Data listing:

━━━━━━━━━━

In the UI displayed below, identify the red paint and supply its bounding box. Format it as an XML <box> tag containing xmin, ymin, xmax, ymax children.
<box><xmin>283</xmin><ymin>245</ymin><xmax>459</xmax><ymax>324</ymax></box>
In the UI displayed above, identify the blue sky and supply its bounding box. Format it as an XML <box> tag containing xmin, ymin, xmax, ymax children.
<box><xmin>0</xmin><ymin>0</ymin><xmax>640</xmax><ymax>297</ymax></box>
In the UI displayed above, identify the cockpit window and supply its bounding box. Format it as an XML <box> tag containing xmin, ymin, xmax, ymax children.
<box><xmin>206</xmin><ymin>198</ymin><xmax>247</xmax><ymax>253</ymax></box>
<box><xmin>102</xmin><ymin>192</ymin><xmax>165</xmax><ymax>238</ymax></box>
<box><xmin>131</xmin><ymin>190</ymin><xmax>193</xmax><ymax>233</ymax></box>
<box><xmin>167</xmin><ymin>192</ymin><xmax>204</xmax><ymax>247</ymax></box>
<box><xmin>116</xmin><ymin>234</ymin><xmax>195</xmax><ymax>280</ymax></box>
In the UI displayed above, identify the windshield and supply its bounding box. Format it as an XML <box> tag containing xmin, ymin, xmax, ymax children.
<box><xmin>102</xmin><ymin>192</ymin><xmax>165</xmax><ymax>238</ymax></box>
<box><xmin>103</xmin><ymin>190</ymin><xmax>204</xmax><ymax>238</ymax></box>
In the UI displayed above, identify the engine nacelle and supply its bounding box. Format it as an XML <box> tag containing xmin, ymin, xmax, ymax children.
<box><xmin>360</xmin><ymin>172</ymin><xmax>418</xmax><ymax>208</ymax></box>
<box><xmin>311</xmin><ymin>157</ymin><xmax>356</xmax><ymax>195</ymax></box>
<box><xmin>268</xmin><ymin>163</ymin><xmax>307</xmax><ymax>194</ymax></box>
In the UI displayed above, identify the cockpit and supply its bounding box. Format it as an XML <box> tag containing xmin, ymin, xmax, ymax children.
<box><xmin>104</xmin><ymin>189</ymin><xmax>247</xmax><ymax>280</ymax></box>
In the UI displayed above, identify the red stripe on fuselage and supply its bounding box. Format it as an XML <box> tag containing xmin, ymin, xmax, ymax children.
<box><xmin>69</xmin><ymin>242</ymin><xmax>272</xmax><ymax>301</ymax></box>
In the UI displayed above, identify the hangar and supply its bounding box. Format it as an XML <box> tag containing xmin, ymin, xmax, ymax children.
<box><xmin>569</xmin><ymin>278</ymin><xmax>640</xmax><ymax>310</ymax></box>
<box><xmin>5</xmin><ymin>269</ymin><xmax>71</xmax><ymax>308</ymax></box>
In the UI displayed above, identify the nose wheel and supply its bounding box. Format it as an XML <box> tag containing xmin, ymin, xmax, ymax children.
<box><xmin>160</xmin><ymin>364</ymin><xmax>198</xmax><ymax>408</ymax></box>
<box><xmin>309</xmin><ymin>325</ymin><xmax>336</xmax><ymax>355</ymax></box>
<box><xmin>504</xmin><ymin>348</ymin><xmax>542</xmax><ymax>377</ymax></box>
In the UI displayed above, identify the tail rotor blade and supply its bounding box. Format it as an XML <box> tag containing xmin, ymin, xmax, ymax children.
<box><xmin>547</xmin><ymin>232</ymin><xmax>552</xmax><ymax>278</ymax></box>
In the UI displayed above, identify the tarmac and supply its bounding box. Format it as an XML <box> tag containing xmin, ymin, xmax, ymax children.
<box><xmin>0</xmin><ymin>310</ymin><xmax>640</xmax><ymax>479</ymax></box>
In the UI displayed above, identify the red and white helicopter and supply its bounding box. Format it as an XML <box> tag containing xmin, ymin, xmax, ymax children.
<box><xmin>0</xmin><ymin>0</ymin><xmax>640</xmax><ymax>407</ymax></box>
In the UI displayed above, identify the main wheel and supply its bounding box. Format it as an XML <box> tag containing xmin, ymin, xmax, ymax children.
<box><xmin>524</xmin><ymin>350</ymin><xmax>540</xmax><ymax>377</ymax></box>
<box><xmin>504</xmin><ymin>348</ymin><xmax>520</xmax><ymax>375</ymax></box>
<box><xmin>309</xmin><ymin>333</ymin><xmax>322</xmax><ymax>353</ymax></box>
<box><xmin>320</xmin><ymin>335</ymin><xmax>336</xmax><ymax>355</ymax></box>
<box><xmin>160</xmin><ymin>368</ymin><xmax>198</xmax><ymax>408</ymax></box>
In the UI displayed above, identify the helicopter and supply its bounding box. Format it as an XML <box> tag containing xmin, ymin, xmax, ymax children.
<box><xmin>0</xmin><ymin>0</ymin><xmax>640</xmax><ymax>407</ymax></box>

━━━━━━━━━━

Job: Gather every line from the items above that contains the string "cockpit", and copy each one in full.

Completed exercise:
In the UI displayed above, identify the cockpit window and supply its bounding box. Format it as an XML <box> tag containing xmin, ymin, xmax, ymax children.
In the UI displayed above, identify the cockpit and supply its bounding box. Format it as an XML <box> tag containing xmin, ymin, xmax, ymax children.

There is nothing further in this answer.